[WORK TASK]
Write the next part of the passage below about Laika and the idea of the cyborg, picking up where it stops.

[PASSAGE PROVIDED]
#####
While Laika may have made a highly mechanized and technological endeavor more human, she also became inseparable from it. Without her capsule to provide oxygen, proper atmospheric pressure, and temperature control, Laika would not have survived in orbit for any length of time. That, along with the sensors implanted in her body and attached to the satellite for data transmission back to Earth, we have in Laika the union of the biological and the technological. The satellite was built around the dog, not the other way around, and in it she became part of it, just as it became part of her. Its fate was bound to her fate, satellite and dog.

Within three years after Laika’s flight, NASA scientists Manfred Clynes and Nathan S. Kline coined the term “cyborg” to describe a biological organism integrated with artificial components or with technology. The purpose of such an integration, as they saw it, was not to make the biological organism more like a machine but to make it a better version of itself. In their 1960 paper “Cyborgs and Space,” Clynes and Kline asserted that instead of building complex environments inside which humans might travel in space and live on alien worlds, the better path was to alter humans so that we might manage such environments. Integration with technology would free us from it, they surmised, allowing us “to explore, to create, to think, and to feel.” In altering the way our physical bodies work and the kinds of environments we can tolerate, we would alter too the meaning of being human. We would broaden and expand what we call the human spirit. “Space travel challenges mankind not only technologically but also spiritually,” Clynes and Kline wrote, “in that it invites man to take an active part in his own biological evolution.”

We have become so dependent on technology in the twenty-first century that we can hardly get through a day without it. We have developed artificial components for the body: knees, hips, pacemakers, heart valves, and in some cases computer chips. We are attached to our automobiles, which are increasingly driven by computers and integrated with our handheld computers, our mobile phones. We are inseparable from those mobile phones, which serve our social, economic, political, and educational needs. Our phones are our identity, or at least our identity—who we say we are, and who we wish to be—is expressed through our phones. We are so integrated with our technology that it may soon be appropriate to call ourselves cyborgs. Laika in her capsule may stand as an origin point and as a symbol for this new way of being in the world, this new way of being in the cosmos.
#####
[SUPPLIED RECORDS]
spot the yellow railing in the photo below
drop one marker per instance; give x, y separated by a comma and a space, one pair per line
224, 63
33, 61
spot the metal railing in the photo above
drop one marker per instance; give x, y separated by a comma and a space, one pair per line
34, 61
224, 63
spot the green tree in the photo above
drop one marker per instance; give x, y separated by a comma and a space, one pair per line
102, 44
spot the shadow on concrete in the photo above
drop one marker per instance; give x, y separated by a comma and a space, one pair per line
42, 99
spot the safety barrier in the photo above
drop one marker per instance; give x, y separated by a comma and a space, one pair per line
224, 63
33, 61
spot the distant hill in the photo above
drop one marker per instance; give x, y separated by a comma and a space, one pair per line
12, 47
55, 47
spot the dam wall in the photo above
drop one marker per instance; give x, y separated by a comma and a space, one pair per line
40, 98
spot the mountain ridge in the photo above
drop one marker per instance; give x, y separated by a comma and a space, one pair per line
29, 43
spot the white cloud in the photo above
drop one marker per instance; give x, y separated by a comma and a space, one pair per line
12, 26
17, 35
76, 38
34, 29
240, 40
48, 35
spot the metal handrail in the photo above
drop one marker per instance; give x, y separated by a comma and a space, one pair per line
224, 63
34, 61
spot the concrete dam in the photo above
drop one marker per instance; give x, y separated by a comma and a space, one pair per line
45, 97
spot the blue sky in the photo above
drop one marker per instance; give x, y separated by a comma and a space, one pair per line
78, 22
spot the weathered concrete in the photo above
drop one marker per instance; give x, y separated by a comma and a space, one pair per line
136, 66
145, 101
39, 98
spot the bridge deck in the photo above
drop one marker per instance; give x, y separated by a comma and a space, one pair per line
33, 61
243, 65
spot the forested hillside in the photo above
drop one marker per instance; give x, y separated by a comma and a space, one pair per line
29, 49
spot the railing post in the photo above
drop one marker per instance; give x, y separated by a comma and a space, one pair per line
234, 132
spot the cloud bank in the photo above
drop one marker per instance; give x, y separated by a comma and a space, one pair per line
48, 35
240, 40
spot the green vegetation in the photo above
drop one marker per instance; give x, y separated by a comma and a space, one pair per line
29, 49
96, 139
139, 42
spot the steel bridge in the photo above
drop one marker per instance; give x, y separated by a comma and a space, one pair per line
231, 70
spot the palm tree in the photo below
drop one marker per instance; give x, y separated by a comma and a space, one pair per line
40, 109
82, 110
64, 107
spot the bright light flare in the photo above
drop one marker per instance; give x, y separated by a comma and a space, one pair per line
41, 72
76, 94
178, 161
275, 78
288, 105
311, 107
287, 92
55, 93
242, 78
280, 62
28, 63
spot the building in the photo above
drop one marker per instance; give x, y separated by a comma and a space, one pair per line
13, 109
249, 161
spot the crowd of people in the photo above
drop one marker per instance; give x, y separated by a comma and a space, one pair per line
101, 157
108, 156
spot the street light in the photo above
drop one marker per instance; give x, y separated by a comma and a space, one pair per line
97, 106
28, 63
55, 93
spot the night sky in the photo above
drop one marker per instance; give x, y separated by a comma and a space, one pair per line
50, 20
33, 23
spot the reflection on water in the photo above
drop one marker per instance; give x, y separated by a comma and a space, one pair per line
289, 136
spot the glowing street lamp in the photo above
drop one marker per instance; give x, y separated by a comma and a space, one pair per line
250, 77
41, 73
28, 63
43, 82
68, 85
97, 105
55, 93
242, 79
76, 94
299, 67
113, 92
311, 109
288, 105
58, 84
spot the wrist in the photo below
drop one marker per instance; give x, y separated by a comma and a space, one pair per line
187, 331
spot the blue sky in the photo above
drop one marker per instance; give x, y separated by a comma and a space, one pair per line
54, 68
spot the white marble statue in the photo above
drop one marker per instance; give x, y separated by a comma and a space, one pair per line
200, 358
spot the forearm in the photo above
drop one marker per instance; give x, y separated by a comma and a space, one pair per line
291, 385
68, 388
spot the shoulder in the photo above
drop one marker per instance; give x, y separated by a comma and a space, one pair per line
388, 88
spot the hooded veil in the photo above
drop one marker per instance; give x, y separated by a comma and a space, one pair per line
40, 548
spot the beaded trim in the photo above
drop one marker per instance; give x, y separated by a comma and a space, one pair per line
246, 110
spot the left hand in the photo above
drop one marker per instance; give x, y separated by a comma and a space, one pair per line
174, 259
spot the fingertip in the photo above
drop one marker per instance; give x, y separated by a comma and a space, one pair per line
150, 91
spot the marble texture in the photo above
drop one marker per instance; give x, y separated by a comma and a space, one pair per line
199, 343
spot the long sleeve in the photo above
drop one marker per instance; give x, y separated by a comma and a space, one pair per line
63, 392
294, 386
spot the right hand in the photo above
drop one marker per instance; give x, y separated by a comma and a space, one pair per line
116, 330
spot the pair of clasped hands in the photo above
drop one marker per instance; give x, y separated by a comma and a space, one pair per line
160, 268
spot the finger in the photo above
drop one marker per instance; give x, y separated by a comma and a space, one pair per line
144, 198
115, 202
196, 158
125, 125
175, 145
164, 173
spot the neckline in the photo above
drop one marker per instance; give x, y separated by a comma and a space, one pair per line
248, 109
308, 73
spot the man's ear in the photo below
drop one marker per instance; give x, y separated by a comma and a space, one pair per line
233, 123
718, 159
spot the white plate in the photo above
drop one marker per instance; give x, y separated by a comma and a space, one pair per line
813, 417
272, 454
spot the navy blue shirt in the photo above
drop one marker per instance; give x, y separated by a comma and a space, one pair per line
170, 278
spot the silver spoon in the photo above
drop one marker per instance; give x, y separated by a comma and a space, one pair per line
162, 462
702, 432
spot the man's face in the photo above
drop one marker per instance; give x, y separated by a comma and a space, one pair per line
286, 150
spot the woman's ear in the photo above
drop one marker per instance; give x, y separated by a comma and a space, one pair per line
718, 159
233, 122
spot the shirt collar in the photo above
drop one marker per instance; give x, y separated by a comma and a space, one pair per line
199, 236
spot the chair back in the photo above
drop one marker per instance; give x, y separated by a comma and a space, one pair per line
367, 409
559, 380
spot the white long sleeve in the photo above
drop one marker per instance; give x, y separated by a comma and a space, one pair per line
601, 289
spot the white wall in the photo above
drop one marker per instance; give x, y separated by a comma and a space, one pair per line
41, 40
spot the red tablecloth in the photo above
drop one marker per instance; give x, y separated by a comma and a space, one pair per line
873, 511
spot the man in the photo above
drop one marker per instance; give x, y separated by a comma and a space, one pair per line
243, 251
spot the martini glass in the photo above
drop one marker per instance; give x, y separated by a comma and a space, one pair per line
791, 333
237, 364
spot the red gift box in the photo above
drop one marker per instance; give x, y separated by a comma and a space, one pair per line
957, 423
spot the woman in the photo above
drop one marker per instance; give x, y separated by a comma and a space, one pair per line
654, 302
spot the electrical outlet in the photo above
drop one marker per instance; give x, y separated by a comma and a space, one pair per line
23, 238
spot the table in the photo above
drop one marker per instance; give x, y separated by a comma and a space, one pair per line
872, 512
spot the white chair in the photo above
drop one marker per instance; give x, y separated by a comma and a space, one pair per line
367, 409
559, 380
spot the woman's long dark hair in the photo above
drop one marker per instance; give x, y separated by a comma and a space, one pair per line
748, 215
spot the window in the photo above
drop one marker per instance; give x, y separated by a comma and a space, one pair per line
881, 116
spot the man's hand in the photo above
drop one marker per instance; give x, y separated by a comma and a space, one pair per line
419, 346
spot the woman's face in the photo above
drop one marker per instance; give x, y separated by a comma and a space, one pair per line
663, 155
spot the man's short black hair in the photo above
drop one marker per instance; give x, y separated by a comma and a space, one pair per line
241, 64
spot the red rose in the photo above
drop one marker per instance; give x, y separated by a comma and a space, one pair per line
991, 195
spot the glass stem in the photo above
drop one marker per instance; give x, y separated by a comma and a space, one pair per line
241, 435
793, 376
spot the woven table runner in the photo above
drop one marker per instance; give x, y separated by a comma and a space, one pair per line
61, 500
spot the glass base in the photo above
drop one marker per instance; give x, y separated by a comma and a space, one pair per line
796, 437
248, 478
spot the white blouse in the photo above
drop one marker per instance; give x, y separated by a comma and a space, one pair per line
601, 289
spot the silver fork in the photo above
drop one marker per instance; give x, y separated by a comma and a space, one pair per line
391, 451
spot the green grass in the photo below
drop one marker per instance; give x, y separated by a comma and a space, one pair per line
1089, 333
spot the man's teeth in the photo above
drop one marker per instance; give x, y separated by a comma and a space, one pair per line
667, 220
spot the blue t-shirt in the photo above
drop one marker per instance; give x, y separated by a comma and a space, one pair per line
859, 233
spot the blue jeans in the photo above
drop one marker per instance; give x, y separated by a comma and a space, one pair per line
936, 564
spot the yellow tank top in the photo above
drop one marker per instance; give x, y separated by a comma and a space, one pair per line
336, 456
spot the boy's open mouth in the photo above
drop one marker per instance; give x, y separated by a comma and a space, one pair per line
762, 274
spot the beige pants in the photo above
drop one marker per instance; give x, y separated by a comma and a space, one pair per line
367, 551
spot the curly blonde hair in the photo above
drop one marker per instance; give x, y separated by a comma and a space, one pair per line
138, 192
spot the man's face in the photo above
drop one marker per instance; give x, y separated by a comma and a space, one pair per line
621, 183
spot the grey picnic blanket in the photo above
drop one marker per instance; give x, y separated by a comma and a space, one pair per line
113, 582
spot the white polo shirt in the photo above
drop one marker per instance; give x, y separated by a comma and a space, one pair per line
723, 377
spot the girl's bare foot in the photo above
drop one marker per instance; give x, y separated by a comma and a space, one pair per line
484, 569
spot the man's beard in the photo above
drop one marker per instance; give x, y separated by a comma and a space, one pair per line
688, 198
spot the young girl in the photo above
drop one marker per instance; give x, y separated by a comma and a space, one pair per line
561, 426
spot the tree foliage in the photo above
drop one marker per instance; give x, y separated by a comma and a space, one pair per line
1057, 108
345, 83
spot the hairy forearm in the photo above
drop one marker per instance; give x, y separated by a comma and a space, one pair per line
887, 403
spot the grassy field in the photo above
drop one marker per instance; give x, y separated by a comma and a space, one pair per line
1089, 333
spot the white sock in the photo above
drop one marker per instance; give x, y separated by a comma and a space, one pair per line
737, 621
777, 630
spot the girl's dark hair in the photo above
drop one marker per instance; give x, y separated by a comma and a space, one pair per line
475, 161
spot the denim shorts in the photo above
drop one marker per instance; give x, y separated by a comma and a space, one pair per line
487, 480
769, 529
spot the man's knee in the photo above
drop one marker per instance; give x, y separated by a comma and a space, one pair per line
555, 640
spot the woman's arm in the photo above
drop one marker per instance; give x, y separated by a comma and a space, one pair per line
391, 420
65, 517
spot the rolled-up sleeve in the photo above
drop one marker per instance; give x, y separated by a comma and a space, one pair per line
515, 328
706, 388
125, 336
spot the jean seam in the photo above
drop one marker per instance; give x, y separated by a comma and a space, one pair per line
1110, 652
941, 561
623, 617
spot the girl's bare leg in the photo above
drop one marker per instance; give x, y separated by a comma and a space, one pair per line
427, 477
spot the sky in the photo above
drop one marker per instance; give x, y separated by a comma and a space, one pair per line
#####
[RESULT]
Laika’s story also raises questions about human empathy, about what we are willing to risk in the spirit of science and exploration, both of animals and of ourselves. It offers a glimpse into the hearts of the Soviet scientists and engineers who worked with her, and into the hearts of us all. The scientists’ relationship with Laika tells us something, perhaps, of what has changed for us in the years since Sputnik . What does it mean, for example, that Cold War Soviet scientists were not inhumane and heartless, as Western protesters insisted and the press reported, but were, in fact, caring, sensitive, and empathetic?

The philosopher Emmanuel Levinas tells us that it is in face-to-face relationships that empathy, and thus ethical behavior, becomes possible. To face another human being, to encounter them, is to come into an ethical relationship with them. Ethical behavior toward other human beings extends, it seems to me, to ethical behavior toward other species and toward the whole of nature. In this light, it is essential, I think, to consider the way we communicate and build personal relationships with other human beings in the twenty-first century. Even as our technologies enhance us, possibly make us better, we must also ask what we may have lost. Our obsessive use of communications technologies—chiefly smartphones and computers with internet access—has brought the world together, but it has also separated us, cutting us off from the kind of face-to-face encounters that Levinas writes about. What are the results of this recent phenomenon? What is its future? How do these technologies advance us as we become more and more dependent on them? How do they limit us?